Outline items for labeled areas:
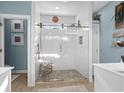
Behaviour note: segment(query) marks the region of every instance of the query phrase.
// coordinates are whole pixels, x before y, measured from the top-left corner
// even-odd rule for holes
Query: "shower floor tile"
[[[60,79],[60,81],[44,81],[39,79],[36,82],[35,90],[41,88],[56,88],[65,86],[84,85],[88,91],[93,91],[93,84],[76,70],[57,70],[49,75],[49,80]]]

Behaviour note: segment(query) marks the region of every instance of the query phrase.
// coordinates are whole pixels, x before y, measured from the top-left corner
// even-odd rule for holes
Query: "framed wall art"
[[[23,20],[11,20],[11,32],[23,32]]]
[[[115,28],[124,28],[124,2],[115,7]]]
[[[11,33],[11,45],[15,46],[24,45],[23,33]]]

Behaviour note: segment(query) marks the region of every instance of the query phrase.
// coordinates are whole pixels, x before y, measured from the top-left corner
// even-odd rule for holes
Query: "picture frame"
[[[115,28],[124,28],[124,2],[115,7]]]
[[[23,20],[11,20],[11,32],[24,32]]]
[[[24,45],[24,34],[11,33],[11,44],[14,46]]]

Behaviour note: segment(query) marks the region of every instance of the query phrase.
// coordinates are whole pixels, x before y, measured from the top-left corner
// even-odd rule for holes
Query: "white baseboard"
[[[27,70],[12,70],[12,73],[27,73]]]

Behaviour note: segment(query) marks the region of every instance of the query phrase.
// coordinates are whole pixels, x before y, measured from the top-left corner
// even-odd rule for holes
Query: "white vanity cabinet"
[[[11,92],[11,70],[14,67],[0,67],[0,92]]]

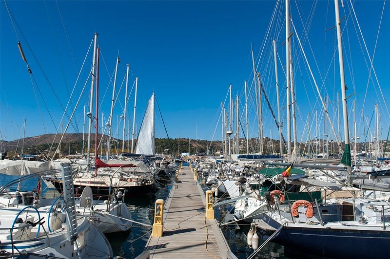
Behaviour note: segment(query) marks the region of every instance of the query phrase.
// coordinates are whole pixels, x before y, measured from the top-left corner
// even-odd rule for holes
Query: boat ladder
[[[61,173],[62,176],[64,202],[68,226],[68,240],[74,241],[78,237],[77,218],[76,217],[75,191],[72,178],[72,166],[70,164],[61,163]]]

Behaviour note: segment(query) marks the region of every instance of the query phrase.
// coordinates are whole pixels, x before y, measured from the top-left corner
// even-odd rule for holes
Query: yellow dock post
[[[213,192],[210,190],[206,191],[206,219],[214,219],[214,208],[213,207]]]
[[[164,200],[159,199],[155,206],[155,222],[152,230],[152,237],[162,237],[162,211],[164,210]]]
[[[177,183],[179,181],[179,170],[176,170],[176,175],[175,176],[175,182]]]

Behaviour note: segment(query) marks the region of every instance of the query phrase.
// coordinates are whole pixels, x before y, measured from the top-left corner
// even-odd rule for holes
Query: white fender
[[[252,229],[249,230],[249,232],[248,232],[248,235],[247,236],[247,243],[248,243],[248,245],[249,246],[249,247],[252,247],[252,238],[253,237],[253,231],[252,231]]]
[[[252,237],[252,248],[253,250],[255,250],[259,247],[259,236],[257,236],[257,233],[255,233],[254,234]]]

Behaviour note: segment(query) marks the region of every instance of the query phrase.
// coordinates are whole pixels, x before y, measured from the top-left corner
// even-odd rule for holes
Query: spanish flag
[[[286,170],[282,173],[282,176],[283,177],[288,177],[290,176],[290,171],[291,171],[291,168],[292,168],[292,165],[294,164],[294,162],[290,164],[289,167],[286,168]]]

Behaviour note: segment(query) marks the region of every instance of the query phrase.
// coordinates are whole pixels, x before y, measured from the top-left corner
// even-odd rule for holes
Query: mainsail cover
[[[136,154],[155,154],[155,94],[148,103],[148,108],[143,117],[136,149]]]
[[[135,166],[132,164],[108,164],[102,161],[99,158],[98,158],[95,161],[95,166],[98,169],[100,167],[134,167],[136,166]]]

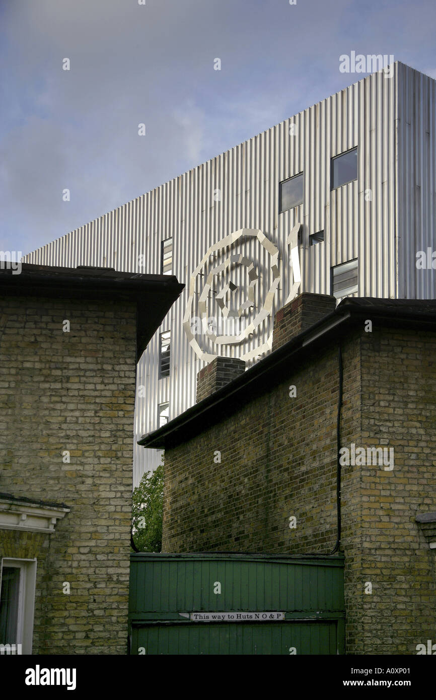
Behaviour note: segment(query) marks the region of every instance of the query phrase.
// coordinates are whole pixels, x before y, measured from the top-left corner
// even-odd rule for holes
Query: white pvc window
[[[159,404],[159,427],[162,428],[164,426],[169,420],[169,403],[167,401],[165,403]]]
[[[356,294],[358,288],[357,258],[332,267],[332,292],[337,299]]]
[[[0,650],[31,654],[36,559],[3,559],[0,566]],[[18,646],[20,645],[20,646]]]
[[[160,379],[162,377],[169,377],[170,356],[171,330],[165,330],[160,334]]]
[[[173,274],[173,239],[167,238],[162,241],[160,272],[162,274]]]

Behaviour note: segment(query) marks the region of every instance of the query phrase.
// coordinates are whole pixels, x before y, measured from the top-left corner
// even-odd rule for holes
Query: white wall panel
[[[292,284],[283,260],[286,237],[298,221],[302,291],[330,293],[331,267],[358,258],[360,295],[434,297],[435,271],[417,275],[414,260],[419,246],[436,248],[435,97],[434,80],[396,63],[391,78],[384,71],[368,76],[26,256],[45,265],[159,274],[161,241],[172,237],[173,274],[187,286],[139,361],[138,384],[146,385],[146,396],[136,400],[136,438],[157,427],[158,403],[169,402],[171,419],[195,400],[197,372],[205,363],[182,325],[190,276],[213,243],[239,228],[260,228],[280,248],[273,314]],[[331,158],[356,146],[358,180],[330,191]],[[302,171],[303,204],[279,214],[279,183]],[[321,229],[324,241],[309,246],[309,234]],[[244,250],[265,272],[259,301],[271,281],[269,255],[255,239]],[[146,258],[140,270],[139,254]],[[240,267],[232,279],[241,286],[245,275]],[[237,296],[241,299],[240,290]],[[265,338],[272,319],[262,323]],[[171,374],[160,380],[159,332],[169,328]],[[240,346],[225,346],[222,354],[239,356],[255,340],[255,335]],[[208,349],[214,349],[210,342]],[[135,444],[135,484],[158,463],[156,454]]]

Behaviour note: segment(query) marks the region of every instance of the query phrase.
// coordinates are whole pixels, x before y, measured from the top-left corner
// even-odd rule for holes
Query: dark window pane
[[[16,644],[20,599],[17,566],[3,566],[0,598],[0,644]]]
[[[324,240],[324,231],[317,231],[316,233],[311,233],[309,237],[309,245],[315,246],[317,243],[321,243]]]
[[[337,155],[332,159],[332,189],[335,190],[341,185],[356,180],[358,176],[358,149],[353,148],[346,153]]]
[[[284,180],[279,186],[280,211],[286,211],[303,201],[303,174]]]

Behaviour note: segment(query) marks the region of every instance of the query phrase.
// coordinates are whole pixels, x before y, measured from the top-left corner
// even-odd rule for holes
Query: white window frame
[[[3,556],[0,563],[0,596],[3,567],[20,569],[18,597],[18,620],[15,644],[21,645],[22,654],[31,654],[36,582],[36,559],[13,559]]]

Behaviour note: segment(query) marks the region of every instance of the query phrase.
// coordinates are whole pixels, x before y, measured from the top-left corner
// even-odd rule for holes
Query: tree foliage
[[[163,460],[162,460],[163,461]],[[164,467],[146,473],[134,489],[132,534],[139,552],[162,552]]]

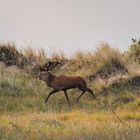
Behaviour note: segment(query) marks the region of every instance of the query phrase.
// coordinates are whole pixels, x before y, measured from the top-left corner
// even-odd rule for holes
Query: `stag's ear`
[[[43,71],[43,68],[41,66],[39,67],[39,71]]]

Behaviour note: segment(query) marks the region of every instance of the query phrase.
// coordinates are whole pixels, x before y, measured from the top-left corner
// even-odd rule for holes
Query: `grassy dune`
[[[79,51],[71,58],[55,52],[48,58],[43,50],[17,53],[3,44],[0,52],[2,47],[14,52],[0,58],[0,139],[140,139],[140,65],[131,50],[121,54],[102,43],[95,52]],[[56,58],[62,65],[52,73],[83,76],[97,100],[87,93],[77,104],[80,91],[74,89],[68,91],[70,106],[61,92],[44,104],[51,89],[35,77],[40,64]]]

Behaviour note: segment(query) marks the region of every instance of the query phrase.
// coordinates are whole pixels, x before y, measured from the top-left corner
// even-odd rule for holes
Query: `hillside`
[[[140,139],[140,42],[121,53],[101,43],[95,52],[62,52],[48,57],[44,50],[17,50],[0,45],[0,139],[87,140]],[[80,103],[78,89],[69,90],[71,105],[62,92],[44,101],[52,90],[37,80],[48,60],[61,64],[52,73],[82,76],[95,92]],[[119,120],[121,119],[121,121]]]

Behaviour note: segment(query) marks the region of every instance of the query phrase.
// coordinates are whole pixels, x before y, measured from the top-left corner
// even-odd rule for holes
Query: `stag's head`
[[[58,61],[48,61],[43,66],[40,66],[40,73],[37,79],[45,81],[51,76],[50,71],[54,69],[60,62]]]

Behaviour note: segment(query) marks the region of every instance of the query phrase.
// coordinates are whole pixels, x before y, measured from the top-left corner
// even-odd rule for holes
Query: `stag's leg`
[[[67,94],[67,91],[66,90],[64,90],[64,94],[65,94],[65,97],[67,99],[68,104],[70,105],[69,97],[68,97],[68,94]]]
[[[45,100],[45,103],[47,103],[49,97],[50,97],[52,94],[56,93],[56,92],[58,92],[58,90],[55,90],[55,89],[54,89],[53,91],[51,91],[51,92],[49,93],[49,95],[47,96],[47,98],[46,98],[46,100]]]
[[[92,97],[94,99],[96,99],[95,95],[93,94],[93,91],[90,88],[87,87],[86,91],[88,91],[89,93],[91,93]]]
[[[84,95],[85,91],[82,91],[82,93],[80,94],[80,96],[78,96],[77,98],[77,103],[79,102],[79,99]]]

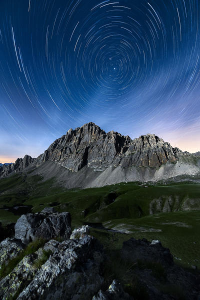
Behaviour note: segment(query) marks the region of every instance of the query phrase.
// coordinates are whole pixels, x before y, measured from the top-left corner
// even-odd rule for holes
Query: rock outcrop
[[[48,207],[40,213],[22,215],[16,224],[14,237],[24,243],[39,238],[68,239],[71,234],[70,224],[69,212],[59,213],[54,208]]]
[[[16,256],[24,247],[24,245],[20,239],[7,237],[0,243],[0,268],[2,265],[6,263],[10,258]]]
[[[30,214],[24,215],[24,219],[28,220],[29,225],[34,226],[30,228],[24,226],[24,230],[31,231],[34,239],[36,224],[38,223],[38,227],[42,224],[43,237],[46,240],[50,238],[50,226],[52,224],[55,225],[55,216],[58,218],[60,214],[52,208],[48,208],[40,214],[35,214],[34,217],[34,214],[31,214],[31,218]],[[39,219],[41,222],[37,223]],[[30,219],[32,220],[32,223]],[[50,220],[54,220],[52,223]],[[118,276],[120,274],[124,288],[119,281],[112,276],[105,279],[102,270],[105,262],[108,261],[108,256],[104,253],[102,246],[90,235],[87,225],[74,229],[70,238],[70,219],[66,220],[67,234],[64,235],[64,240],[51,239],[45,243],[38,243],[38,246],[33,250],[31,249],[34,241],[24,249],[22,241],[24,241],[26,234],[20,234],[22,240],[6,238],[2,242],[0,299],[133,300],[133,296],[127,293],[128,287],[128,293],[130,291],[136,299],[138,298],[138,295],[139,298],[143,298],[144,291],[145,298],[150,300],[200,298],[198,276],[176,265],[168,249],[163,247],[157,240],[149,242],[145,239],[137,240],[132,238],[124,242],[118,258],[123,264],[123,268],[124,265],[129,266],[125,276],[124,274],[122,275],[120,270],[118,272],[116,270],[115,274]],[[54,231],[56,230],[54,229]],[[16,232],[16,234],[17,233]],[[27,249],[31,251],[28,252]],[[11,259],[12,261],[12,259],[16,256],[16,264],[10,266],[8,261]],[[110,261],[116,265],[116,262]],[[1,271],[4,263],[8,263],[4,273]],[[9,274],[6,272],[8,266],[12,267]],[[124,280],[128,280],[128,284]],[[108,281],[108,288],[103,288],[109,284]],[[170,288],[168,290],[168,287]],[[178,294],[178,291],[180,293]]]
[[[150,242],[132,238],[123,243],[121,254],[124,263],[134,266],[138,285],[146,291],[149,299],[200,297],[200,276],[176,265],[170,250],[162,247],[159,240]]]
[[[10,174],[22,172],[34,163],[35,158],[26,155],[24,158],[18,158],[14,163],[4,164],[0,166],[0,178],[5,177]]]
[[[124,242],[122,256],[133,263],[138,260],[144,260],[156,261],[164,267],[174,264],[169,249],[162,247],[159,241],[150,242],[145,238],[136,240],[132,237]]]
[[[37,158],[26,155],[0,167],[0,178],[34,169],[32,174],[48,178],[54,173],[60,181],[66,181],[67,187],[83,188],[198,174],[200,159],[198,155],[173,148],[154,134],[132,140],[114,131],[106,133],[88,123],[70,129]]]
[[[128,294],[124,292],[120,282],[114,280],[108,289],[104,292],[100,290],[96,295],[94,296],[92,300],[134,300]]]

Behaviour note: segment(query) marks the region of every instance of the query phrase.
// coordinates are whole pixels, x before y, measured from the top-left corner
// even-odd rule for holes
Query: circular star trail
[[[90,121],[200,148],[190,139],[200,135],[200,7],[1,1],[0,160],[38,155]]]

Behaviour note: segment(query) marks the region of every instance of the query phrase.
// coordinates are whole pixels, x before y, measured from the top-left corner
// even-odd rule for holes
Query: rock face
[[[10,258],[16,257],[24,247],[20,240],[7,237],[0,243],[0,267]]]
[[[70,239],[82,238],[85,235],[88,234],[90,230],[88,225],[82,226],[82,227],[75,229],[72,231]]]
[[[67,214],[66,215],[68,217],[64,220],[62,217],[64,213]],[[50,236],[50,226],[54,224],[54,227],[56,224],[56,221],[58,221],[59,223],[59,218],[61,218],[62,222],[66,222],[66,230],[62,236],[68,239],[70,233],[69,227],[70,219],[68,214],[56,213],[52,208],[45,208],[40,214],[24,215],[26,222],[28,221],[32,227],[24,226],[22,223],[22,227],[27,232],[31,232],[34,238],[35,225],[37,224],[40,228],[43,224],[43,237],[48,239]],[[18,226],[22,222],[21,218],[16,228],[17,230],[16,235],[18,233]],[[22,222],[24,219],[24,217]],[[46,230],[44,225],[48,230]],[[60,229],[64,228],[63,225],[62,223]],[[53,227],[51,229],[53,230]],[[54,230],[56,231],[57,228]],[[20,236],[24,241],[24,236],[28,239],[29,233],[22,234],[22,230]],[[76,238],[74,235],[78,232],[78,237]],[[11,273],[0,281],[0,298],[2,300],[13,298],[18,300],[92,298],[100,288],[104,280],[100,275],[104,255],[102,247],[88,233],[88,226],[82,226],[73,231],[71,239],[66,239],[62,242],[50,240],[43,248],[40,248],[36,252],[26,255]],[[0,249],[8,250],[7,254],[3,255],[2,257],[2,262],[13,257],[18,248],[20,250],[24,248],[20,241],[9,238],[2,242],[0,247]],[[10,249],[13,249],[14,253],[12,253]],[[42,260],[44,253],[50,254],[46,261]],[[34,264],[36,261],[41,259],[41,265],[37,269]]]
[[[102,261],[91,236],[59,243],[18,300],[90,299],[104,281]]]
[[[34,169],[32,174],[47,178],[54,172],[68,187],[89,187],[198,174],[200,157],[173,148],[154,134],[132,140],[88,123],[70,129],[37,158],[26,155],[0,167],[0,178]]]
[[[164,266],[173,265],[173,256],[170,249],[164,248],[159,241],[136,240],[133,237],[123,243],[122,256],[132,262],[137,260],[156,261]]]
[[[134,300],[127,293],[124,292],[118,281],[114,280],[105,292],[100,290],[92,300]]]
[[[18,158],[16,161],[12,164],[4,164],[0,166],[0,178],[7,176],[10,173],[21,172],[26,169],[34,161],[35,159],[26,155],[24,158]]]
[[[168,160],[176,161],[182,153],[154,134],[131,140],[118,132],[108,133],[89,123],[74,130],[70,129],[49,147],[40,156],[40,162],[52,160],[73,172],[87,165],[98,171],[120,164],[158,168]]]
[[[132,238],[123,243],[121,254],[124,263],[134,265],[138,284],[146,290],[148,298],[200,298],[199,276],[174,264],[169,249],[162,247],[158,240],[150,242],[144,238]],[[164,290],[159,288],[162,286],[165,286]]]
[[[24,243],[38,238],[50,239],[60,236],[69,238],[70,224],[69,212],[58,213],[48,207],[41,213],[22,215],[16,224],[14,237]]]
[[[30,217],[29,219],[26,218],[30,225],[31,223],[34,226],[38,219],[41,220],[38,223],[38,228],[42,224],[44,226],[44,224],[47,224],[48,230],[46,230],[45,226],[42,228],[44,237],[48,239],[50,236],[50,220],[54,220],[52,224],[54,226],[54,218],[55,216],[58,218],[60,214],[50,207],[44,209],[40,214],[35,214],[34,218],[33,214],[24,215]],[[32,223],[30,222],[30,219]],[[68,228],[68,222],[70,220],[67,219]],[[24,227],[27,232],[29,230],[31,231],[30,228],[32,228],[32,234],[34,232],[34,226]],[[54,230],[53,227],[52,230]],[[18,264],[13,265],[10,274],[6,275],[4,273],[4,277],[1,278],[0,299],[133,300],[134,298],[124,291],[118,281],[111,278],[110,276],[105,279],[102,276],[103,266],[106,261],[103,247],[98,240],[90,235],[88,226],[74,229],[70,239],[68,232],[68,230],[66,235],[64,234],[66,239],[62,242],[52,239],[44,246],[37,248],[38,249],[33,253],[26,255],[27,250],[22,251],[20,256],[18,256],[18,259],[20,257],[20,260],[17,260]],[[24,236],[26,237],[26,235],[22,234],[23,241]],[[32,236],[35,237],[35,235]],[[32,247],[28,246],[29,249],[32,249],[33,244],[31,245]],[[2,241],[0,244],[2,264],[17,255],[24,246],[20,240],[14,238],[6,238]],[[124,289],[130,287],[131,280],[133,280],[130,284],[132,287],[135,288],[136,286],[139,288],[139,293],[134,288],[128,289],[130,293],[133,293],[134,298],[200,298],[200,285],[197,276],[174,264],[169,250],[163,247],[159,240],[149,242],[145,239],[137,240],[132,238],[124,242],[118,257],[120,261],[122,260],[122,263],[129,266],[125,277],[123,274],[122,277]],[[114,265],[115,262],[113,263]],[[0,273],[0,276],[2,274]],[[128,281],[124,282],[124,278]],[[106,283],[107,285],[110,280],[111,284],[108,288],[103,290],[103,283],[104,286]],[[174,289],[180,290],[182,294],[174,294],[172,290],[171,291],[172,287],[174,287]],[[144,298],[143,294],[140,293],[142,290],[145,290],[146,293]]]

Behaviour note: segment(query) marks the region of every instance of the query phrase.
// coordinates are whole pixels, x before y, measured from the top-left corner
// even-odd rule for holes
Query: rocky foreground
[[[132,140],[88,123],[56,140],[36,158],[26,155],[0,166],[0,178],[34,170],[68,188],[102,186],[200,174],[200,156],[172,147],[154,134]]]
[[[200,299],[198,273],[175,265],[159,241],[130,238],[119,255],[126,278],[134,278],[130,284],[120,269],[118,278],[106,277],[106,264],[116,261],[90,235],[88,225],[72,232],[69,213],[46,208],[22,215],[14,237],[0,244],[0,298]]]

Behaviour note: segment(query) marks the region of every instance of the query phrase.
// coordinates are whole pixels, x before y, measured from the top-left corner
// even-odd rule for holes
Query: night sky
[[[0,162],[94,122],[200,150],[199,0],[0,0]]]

→ **Stated task**
List every line in the records above that contains the string "window", matching case exactly.

→ **Completed task**
Query: white pvc window
Query: dark window pane
Query: white window frame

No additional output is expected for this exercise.